WHAT THE TASK ASKS: Your task is to copy every entry exactly.

EXERCISE INPUTS:
───
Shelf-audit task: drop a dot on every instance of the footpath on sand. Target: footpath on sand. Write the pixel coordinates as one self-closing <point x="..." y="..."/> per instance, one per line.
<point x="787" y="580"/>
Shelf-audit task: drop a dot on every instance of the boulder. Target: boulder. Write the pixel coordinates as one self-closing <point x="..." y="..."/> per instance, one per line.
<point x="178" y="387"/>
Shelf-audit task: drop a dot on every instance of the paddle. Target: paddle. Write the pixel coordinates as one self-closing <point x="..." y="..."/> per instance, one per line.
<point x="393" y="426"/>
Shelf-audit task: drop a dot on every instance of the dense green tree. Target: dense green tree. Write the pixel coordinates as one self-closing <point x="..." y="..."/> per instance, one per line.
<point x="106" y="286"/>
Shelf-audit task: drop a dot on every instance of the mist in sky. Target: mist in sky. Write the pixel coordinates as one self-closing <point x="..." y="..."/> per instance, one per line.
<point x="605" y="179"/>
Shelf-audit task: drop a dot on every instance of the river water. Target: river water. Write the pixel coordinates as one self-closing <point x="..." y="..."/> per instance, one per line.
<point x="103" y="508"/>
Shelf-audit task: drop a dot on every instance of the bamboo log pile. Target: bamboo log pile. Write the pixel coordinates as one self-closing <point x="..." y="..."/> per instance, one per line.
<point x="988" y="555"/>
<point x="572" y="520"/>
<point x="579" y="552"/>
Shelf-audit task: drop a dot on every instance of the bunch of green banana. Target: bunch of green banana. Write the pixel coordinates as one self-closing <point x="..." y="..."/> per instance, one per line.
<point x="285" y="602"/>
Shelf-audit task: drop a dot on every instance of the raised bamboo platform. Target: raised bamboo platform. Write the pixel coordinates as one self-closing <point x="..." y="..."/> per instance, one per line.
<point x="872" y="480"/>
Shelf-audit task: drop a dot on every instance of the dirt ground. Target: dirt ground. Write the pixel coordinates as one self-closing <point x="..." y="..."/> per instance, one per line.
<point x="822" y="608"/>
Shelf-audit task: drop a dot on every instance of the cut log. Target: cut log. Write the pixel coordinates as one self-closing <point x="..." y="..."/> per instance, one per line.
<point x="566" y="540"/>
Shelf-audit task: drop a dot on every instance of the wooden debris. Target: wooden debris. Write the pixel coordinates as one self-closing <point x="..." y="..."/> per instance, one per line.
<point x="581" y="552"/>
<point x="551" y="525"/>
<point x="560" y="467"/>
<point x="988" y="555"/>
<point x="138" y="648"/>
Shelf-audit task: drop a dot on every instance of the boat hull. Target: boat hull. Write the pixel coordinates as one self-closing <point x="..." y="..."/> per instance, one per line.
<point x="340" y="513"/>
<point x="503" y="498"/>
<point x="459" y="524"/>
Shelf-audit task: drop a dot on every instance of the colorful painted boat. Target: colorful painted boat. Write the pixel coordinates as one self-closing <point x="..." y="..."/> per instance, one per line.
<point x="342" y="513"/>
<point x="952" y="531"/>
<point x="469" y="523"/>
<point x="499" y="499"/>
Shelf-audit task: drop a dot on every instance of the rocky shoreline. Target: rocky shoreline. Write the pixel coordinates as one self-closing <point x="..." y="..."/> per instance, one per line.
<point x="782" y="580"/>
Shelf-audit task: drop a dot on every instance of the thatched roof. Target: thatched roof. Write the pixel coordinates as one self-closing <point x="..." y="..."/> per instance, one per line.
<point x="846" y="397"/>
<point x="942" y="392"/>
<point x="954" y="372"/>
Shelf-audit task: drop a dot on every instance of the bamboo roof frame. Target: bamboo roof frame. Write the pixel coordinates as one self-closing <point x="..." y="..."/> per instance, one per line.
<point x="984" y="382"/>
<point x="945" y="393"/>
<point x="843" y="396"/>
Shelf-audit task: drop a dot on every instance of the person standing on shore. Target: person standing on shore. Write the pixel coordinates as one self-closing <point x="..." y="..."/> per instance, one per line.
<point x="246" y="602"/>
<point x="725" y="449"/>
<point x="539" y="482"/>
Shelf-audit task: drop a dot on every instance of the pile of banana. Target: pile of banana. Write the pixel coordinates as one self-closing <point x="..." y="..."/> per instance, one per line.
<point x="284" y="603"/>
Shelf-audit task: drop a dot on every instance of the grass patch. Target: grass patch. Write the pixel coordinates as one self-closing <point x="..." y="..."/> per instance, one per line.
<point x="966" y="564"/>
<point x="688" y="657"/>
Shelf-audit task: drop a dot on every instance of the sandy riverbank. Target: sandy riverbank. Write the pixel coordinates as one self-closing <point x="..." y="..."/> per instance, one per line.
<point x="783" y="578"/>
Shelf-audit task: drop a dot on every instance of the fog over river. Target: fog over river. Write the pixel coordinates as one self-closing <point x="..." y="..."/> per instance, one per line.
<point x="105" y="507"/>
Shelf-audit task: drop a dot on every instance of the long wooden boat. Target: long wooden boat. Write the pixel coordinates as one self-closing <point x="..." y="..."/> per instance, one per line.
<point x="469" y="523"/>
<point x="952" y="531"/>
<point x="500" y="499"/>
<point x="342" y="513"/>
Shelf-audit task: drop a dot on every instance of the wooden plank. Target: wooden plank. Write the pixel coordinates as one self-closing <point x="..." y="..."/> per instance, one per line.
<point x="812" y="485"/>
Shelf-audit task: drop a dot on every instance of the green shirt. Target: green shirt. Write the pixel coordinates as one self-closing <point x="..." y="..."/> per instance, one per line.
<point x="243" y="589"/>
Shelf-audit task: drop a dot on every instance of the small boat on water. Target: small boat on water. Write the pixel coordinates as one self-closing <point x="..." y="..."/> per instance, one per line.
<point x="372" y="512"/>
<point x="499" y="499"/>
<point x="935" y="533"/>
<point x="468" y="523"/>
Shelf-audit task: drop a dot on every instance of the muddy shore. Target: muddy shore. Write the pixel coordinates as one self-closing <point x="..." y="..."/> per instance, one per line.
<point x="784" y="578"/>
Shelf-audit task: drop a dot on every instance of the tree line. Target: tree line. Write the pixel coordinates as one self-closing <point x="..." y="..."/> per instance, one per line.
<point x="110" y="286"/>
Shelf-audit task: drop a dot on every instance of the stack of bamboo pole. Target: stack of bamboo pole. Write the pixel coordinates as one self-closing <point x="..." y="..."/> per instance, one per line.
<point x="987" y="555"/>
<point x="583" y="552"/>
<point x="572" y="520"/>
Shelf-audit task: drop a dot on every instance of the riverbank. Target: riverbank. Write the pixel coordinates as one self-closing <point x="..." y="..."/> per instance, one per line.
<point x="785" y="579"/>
───
SOLUTION TO THIS PROBLEM:
Shelf-audit task: drop a dot on every instance of the footpath on sand. Target: footpath on sand. Write the pixel coordinates as one self-closing <point x="..." y="..."/> per instance, one per line.
<point x="787" y="580"/>
Shelf-audit task: drop a dot on every instance of the boulder. Target: boulder. Write the pixel coordinates as one self-closing <point x="..." y="..."/> per instance, one per line.
<point x="178" y="387"/>
Shelf-audit task: drop a dot on every instance of the paddle. Target: paddle. Write the pixel coordinates as one self-closing <point x="..." y="..."/> per instance, one per line.
<point x="393" y="426"/>
Shelf-audit task: drop a dot on every instance of the dense green tree. Target: dense green tree. Write the pixel coordinates as one self-closing <point x="..." y="..."/> per instance, one per line.
<point x="106" y="286"/>
Shelf-audit task: drop a dot on every instance of the mist in sky. Target: mist in sky. Write the pixel coordinates as one self-closing <point x="..." y="..."/> per instance, one per line.
<point x="605" y="179"/>
Shelf-audit task: drop a dot on every instance of the river water. Target: river water. Write the pixel coordinates as one self-closing <point x="..." y="..."/> per instance, one per line.
<point x="103" y="508"/>
Shelf-audit task: drop a dot on every instance of the bamboo log pile. Target: bamboo log pile. Write the pixel coordinates as one self-closing <point x="..." y="..."/> per instance, one per line.
<point x="988" y="555"/>
<point x="572" y="520"/>
<point x="579" y="552"/>
Shelf-audit task: drop a dot on every instance of the bunch of green banana. Target: bunch of green banana. Write the pixel coordinates as one self-closing <point x="..." y="..."/> per instance, one per line.
<point x="285" y="602"/>
Shelf-audit task: drop a dot on every instance of the raised bamboo platform. Target: raised bamboo platform. Write the pixel coordinates as one self-closing <point x="..." y="..."/> per instance, one per line.
<point x="872" y="480"/>
Shelf-audit task: drop a dot on every instance of the dirt ground. Target: dirt ground. Write the pixel coordinates as one self-closing <point x="..." y="..."/> per instance, one per line.
<point x="822" y="608"/>
Shelf-audit task: drop a dot on every instance of the cut log. Target: cut log. Write the pixel coordinates as one self-closing <point x="..." y="..."/> per instance, one per line.
<point x="566" y="540"/>
Shelf-audit task: drop a dot on every instance of the wooden debris. Target: wooden debris. Write the pixel coordinates as one self-closing <point x="..." y="..."/> per instance, one per line.
<point x="581" y="552"/>
<point x="551" y="525"/>
<point x="560" y="467"/>
<point x="988" y="555"/>
<point x="138" y="648"/>
Shelf-audit task: drop a dot on every instance of the boat hull. Target: boat hull. Write the pixel coordinates as one self-closing <point x="..." y="..."/> per instance, one per line.
<point x="340" y="513"/>
<point x="503" y="498"/>
<point x="459" y="524"/>
Shelf-audit task: drop a dot on every instance of the colorful painted boat. Target: colorful painted boat. Write the pixel coordinates as one self-closing <point x="..." y="..."/> per instance, one per line.
<point x="342" y="513"/>
<point x="952" y="531"/>
<point x="469" y="523"/>
<point x="499" y="499"/>
Shelf-audit task: drop a dot on every instance of the rocky shoreline. Target: rocky shoreline. Write the pixel coordinates as one self-closing <point x="..." y="..."/> per instance, one per line.
<point x="782" y="580"/>
Shelf-audit task: drop a dot on every instance of the thatched roof. Target: thatched roof. Write the pixel coordinates as one self-closing <point x="..." y="..."/> per instance, one per line.
<point x="846" y="397"/>
<point x="942" y="392"/>
<point x="954" y="372"/>
Shelf-audit task: drop a dot on every instance of the bamboo roof frame. Target: bamboo roof frame. Write the pixel coordinates as one self-closing <point x="..." y="..."/> per instance, one per line.
<point x="984" y="382"/>
<point x="945" y="393"/>
<point x="843" y="396"/>
Shelf-audit task: drop a dot on every instance of the person standing on shore. Target: person standing on shore. Write the pixel coordinates as one self-closing <point x="..." y="..."/> per instance, one per line.
<point x="246" y="602"/>
<point x="725" y="449"/>
<point x="539" y="482"/>
Shelf-audit task: drop a dot on every instance of the pile of banana. Target: pile of banana. Write the pixel coordinates as one self-closing <point x="..." y="..."/> per instance, one per line.
<point x="284" y="603"/>
Shelf-audit task: drop a dot on every instance of the grass patch. Target: grass patch. Write the pixel coordinates as one self-closing <point x="..." y="..."/> per instance, one per line.
<point x="966" y="564"/>
<point x="688" y="657"/>
Shelf-audit task: drop a dot on every instance of the sandy riverbank. Target: sandy riverbank. Write the pixel coordinates as one self-closing <point x="..." y="..."/> per instance, one per line.
<point x="783" y="578"/>
Shelf-audit task: drop a dot on every instance of the fog over river. Target: fog over river. Write the pixel coordinates as one self-closing <point x="..." y="..."/> per instance, one per line.
<point x="105" y="507"/>
Shelf-audit task: drop a dot on every instance of the long wooden boat. Target: long wooden boat. Write the pixel coordinates as one self-closing <point x="..." y="..."/> per instance, one per line.
<point x="469" y="523"/>
<point x="952" y="531"/>
<point x="500" y="499"/>
<point x="342" y="513"/>
Shelf-audit task: drop a dot on every instance of the wooden plank. Target: wooden plank. Write the pixel coordinates as one self-closing <point x="..." y="..."/> per instance, one per line.
<point x="812" y="485"/>
Shelf-audit task: drop a dot on every instance of the green shirt. Target: green shirt. Write the pixel coordinates as one self-closing <point x="..." y="..."/> per instance, one per line.
<point x="243" y="589"/>
Shelf-audit task: drop a dot on every instance of the small boat on water. Target: small boat on water. Write the pixel coordinates as one self-closing <point x="..." y="..."/> per instance, one per line.
<point x="372" y="512"/>
<point x="499" y="499"/>
<point x="935" y="533"/>
<point x="468" y="523"/>
Shelf-audit task: drop a dot on every instance of the muddy shore. Target: muddy shore. Write the pixel coordinates as one self-closing <point x="..." y="..."/> per instance, one per line.
<point x="784" y="578"/>
Shelf-audit task: drop a dot on every instance of the tree line. Target: tree line. Write the pixel coordinates as one self-closing <point x="..." y="..."/> per instance, one per line.
<point x="110" y="286"/>
Shelf-audit task: drop a dot on every instance of the stack of bamboo pole. Target: stack of bamboo pole. Write the pixel coordinates as one self-closing <point x="..." y="..."/> per instance, one per line.
<point x="987" y="555"/>
<point x="583" y="552"/>
<point x="572" y="520"/>
Shelf-audit task: drop a dot on every instance of the riverbank. Target: riverbank. Write the pixel coordinates as one self-closing <point x="..." y="..."/> per instance, one per line.
<point x="785" y="579"/>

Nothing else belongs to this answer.